===== EXTRACTED ENTRIES
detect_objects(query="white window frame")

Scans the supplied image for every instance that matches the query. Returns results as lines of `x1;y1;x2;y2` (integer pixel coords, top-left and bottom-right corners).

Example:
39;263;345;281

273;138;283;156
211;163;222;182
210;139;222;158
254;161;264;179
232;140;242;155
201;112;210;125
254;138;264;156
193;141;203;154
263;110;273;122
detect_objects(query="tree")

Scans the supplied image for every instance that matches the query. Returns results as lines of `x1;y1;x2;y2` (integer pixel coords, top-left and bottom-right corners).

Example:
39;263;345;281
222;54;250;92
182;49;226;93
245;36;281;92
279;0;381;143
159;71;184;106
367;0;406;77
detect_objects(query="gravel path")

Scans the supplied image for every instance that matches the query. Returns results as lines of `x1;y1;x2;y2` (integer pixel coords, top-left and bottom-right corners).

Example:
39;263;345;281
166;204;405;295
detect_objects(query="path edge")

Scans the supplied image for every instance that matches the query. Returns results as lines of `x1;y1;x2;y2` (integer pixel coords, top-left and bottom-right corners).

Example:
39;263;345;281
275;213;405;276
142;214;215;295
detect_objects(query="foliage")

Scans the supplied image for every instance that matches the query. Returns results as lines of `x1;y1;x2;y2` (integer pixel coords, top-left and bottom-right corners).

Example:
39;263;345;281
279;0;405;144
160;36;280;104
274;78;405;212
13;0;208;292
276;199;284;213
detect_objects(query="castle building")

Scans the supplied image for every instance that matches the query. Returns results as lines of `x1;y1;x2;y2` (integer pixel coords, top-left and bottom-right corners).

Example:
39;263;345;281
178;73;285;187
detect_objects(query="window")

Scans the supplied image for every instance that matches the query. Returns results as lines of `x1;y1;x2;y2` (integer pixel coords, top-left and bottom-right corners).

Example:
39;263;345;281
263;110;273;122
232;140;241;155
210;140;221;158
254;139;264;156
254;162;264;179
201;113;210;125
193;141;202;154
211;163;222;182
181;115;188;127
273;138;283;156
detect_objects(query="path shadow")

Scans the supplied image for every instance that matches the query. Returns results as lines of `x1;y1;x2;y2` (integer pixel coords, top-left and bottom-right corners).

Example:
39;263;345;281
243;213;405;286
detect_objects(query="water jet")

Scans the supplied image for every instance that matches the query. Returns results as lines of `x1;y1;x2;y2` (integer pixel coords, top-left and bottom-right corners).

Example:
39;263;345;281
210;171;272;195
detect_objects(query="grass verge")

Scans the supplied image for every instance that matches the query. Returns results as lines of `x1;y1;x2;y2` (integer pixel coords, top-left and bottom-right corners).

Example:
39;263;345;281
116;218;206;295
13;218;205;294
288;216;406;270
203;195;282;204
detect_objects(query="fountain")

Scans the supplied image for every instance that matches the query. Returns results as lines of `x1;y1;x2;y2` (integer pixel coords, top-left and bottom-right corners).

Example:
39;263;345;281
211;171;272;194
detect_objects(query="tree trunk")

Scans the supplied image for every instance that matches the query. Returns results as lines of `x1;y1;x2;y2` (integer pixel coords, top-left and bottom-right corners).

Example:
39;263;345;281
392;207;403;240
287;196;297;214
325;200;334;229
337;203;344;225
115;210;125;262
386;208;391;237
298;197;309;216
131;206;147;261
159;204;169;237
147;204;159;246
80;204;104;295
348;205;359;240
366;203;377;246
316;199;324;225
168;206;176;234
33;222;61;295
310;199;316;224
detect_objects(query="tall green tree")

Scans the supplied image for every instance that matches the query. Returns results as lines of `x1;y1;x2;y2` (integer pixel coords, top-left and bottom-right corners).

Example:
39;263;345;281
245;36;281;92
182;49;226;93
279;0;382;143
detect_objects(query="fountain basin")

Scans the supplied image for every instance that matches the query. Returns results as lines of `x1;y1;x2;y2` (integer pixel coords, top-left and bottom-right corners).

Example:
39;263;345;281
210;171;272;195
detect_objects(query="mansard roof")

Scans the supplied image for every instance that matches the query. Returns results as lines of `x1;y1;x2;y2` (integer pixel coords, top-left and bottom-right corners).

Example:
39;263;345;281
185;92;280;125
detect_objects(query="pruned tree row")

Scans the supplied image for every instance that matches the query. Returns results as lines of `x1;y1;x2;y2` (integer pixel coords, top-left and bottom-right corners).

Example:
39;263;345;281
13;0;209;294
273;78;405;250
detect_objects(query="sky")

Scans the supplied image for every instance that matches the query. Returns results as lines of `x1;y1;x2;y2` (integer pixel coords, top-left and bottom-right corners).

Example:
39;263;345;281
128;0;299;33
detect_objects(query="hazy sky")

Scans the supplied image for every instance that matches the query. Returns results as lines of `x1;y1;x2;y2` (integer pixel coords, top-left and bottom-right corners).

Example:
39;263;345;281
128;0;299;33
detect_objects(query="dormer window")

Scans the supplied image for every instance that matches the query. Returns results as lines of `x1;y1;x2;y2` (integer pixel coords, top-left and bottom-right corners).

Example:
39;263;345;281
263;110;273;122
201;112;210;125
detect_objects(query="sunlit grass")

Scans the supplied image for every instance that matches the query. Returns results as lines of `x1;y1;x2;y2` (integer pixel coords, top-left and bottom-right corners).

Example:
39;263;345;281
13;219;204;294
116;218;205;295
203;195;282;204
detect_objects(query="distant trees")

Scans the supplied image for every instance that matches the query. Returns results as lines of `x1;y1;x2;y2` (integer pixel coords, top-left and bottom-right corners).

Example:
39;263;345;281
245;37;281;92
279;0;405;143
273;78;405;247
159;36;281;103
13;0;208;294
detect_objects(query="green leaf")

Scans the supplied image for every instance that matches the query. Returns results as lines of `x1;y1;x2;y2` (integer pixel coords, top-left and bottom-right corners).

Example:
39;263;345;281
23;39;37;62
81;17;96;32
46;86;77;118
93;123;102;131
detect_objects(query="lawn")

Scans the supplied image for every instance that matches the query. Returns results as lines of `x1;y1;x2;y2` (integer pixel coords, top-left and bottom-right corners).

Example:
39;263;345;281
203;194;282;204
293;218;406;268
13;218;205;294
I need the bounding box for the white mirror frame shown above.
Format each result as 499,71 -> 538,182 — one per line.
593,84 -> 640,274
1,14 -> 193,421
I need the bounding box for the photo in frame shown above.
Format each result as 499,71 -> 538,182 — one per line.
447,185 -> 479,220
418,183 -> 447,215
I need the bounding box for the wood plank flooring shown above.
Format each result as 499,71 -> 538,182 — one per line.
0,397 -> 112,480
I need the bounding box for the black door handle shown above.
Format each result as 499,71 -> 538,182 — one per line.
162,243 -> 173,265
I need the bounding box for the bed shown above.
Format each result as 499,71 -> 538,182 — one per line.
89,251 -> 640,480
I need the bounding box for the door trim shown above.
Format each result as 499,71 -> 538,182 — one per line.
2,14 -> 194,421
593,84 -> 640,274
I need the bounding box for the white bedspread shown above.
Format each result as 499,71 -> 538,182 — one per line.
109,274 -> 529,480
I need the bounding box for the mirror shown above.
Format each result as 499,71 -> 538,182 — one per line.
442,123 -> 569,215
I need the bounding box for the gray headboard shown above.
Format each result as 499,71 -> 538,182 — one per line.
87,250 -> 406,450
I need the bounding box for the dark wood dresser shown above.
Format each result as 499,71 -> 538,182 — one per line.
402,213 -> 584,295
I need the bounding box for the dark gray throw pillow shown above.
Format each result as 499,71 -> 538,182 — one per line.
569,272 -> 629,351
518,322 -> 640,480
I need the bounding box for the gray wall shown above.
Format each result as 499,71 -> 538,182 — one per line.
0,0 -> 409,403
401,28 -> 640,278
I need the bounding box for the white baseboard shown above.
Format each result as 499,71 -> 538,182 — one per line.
==========
**WRITTEN TASK**
Rewrite all the records above, swapping "supplied image" for "provided image" wherever it occurs and leaving everything else unchanged.

**THE COMPLETED TASK**
detect_objects(query="white window frame")

Scans the provided image for every instance that matches the query. Returns results as lines of `x1;y1;x2;y2` (integer pixel coords, top-left and bottom-right corners).

Example:
39;263;345;281

273;138;283;156
211;163;222;182
210;139;222;158
254;161;264;179
232;140;242;155
201;112;210;125
254;138;264;156
193;141;203;154
263;110;273;122
detect_objects(query="tree")

Scans the provided image for every instance that matches the query. Returns results as lines of `x1;y1;x2;y2` (integer pixel coords, top-left and bottom-right corners).

Example:
39;263;345;281
222;54;250;92
182;49;226;93
245;36;281;92
279;0;381;143
159;71;184;106
367;0;406;77
detect_objects(query="gravel path")

Scans the provided image for every instance that matches the query. Returns results as lines of `x1;y1;x2;y2` (integer pixel coords, top-left and bottom-right corners).

Example:
39;263;345;281
166;204;405;295
detect_objects(query="path edge")

Scans the provided image for every instance that matches the query. Returns results as lines of `x1;y1;x2;y2` (integer pixel coords, top-left and bottom-right corners).

Example:
39;263;345;281
275;213;405;276
142;214;215;295
detect_objects(query="foliage")

Scans the provided image for every instance that matches the query. Returns results as lines of `x1;y1;x2;y2` (integer pixel coords, top-left and bottom-right corners).

Example:
39;263;345;281
279;0;405;144
160;36;280;104
274;78;405;212
13;0;208;292
276;199;284;213
detect_objects(query="castle building")

Scans the provided image for every instance that matches the query. Returns results as lines of `x1;y1;x2;y2` (integer pixel coords, top-left and bottom-right corners).

Example:
39;263;345;281
178;73;285;187
detect_objects(query="window")

Scans the provided image for every instance that matches the query. Returns results as lines of `x1;y1;x2;y2` (integer pixel coords, top-left and bottom-right corners).

Example:
39;263;345;281
263;110;273;122
232;140;241;155
210;140;221;158
254;139;264;156
254;162;264;179
201;113;210;125
193;141;202;154
211;163;222;182
181;115;188;127
273;138;283;156
detect_objects(query="path shadow")

Scans the provided image for every instance that matches the query. Returns results as lines of `x1;y1;x2;y2` (integer pixel coords, top-left and bottom-right corners).

Example:
39;263;345;281
243;213;405;286
detect_objects(query="water jet")

Scans the provided image for every instance that matches the query. Returns results as lines of `x1;y1;x2;y2` (integer pixel coords, top-left and bottom-right corners).

Example:
39;263;345;281
210;171;272;195
detect_objects(query="grass verge")

Scans the provided image for every instance that matches the query. Returns results as lines of `x1;y1;x2;y2` (integer pixel coords, top-left and bottom-right corners).

Example:
39;263;345;281
116;218;206;295
13;218;205;294
288;216;406;270
203;195;282;204
detect_objects(query="fountain")

Scans the provided image for every instance that matches the query. Returns results as lines of `x1;y1;x2;y2` (integer pixel coords, top-left and bottom-right corners).

Example:
39;263;345;281
211;171;272;194
detect_objects(query="tree trunk")

Scans the provided image for every instance that matches the query. Returns results as lines of `x1;y1;x2;y2` (integer pixel coords, top-left and bottom-right corners).

Example:
39;263;345;281
392;207;403;240
287;196;297;214
325;200;334;229
337;203;344;225
115;210;125;262
386;208;391;237
298;197;309;216
131;206;147;261
159;204;169;237
147;204;159;246
80;204;104;295
348;205;359;240
366;203;377;246
316;199;324;225
168;206;176;234
33;222;61;295
310;199;316;224
detect_objects(query="tall green tree")

Scans the provided image for every instance that matches the query. Returns results as lines of `x1;y1;x2;y2` (integer pixel coords, top-left and bottom-right corners).

Example:
39;263;345;281
245;36;281;92
182;49;226;93
279;0;382;143
detect_objects(query="fountain basin")

Scans the provided image for every instance that matches the query. Returns results as lines of `x1;y1;x2;y2` (integer pixel coords, top-left and bottom-right corners).

Example:
39;263;345;281
210;171;272;195
detect_objects(query="mansard roof")

Scans the provided image for every instance that matches the query. Returns results as lines of `x1;y1;x2;y2` (integer pixel coords, top-left and bottom-right corners).

Example:
39;263;345;281
185;92;280;125
detect_objects(query="pruned tree row")

Scans the provided image for every instance that matches the query. Returns results as lines of `x1;y1;x2;y2` (integer pixel coords, top-left and bottom-right corners).

Example:
39;263;345;281
13;0;209;294
273;78;405;250
detect_objects(query="sky")

Scans the provided image for every instance that matches the query. Returns results as lines of `x1;y1;x2;y2` (integer pixel coords, top-left and bottom-right corners).

Example:
39;263;345;281
128;0;299;33
detect_objects(query="hazy sky")

Scans the provided image for every instance that matches the query. Returns results as lines of `x1;y1;x2;y2` (integer pixel coords, top-left and bottom-right corners).

Example:
39;263;345;281
128;0;299;33
detect_objects(query="dormer window")

Scans the provided image for every instance that matches the query. Returns results as lines of `x1;y1;x2;y2` (integer pixel coords, top-left and bottom-right corners).

Example:
39;263;345;281
263;110;273;122
201;112;210;125
detect_objects(query="sunlit grass")

Scans the provided image for every instance that matches the query. Returns results as lines of `x1;y1;x2;y2` (integer pixel coords, top-left and bottom-right corners).

Example:
39;263;345;281
13;219;204;294
116;218;205;295
203;195;282;204
detect_objects(query="distant trees")

Scans the provided image for every instance that matches the query. Returns results as lines of `x1;y1;x2;y2` (integer pixel coords, top-left and bottom-right corners).

Example:
39;263;345;281
245;37;281;92
279;0;405;143
273;78;405;247
159;36;281;103
13;0;208;294
detect_objects(query="green leaf")

Scans the provided image for every instance that matches the query. Returns results as lines of `x1;y1;x2;y2` (integer pixel coords, top-left and bottom-right corners).

Example:
39;263;345;281
23;39;37;62
81;17;96;32
46;86;77;118
93;123;102;131
detect_objects(query="lawn")

Scans the provided image for every instance that matches the query. Returns results as lines of `x1;y1;x2;y2` (integer pixel coords, top-left and bottom-right corners).

Example:
39;263;345;281
203;194;282;204
293;218;406;268
13;218;205;294
I need the bounding box for the white mirror frame shown above.
Format each result as 499,71 -> 538,182 — one per line.
593,84 -> 640,274
1,14 -> 193,421
I need the bounding box for the photo in frame shown above.
Format each result as 499,71 -> 538,182 — one per line.
447,185 -> 479,220
418,183 -> 447,215
I need the bounding box for the wood plank flooring shown above.
Format each result as 499,71 -> 538,182 — one per line.
0,397 -> 112,480
I need the bounding box for the black door handle shown above.
Format each result as 499,71 -> 538,182 — one per line.
162,243 -> 173,265
I need the bounding box for the bed shown above.
Format each result as 499,71 -> 538,182 — one per line.
89,251 -> 640,480
I need the bounding box for the door trim shown above.
Format each result as 499,71 -> 538,182 — one per line.
2,14 -> 194,421
593,84 -> 640,274
I need the bounding box for the white bedspread shown above.
Format each result as 499,71 -> 538,182 — one per line.
109,274 -> 529,480
I need the bounding box for the mirror shown above.
Format each result as 499,71 -> 538,182 — one per line.
442,123 -> 569,215
I need the bounding box for the gray headboard shown above.
Format each result as 499,71 -> 538,182 — one per line.
87,250 -> 406,450
I need the bounding box for the dark wood dresser shown above.
Format each result as 499,71 -> 538,182 — one per line.
402,213 -> 584,295
I need the bounding box for the dark gray throw pillow shown above.
Format each result as 499,71 -> 538,182 — one per line.
569,272 -> 629,351
518,322 -> 640,480
I need the bounding box for the gray wall shown above.
Format each result as 499,71 -> 538,182 — one per line.
0,0 -> 409,403
401,28 -> 640,278
I need the bounding box for the white baseboard shown above.
Format each result as 499,71 -> 538,182 — one per line.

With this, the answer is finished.